● **EXERCISE DESCRIPTION**: Set down every record below exactly as it stands.

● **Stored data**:

=== Section Start ===

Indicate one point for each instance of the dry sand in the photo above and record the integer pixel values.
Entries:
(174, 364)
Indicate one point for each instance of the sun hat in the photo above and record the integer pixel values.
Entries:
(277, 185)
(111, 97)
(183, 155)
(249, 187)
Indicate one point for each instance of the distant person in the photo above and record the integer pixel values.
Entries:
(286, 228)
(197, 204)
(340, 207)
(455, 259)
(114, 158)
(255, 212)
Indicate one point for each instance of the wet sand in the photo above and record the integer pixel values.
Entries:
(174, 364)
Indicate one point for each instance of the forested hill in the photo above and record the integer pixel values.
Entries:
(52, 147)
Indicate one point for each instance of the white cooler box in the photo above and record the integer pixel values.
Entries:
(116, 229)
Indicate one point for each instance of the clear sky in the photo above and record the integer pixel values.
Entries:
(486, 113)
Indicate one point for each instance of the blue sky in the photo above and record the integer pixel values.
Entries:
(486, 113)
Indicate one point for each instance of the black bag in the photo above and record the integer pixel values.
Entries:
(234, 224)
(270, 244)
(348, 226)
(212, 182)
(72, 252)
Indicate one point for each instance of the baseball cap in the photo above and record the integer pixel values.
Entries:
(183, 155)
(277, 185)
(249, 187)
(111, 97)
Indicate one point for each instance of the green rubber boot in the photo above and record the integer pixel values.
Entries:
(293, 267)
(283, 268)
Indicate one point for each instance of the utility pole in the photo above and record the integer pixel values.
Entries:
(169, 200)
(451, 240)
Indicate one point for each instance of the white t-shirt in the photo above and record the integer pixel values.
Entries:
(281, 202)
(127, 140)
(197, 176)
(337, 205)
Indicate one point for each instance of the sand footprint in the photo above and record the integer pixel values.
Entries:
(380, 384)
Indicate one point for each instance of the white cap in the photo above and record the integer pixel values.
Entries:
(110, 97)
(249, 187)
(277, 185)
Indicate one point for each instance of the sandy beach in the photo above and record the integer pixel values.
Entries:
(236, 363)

=== Section End ===

● **SOLVED EXERCISE**:
Indicate one point for each instance of the dry sand in the photo above and record the integer pixel values.
Entries:
(174, 364)
Indicate one point for each instance of the sun hat in the photo above and record the integer pixel values.
Entries:
(277, 185)
(111, 97)
(183, 155)
(249, 187)
Indicate one point for each instance of the distant person in the photo above and record the integer pixel values.
Entries:
(286, 228)
(197, 204)
(340, 207)
(455, 259)
(114, 158)
(255, 212)
Indicate one point for each instance of the wet sand in the photo above and record the integer pixel values.
Entries:
(174, 364)
Indicate one point for each instance of the forested hill in the photo above and record the integer pixel values.
Entries:
(52, 147)
Indicate one point for each instance of the white cooler box in the photo above and record the integer pixel values.
Entries:
(116, 229)
Indicate one point for each instance of the clear sky in the photo above and record the integer pixel values.
Entries:
(486, 113)
Indicate one point for each instance of the blue sky in the photo above and record the integer pixel values.
Entries:
(486, 113)
Indicate one point for each instance of the black bag in the photo above and record the integer pixel values.
Entries:
(234, 224)
(270, 244)
(348, 226)
(212, 182)
(72, 252)
Indicate one point for each instance of the baseball cap in the photo above and record the integer pixel values.
Entries:
(183, 155)
(277, 185)
(249, 187)
(111, 97)
Indicate one point for each instance of the green rubber boot in the photo above and record the integer pixel values.
Entries:
(293, 267)
(283, 268)
Indicate one point for each instance of the utility pole in the photo above and record the integer pixel values.
Entries:
(169, 200)
(451, 240)
Indicate one point for each instance of the white t-shirt in the photo above and record the integer pixel values.
Entries:
(281, 202)
(127, 140)
(197, 176)
(337, 205)
Indicate one point for each instance of the sand footprint in the photo above and record the integer pixel values.
Entries:
(380, 384)
Indicate one point for each instance of the white cap in the photo above and record the integer pixel values.
Entries:
(110, 97)
(249, 187)
(277, 185)
Indicate one point for each instance of the sandy beach in the photo above and record the integer pixel values.
Entries:
(236, 363)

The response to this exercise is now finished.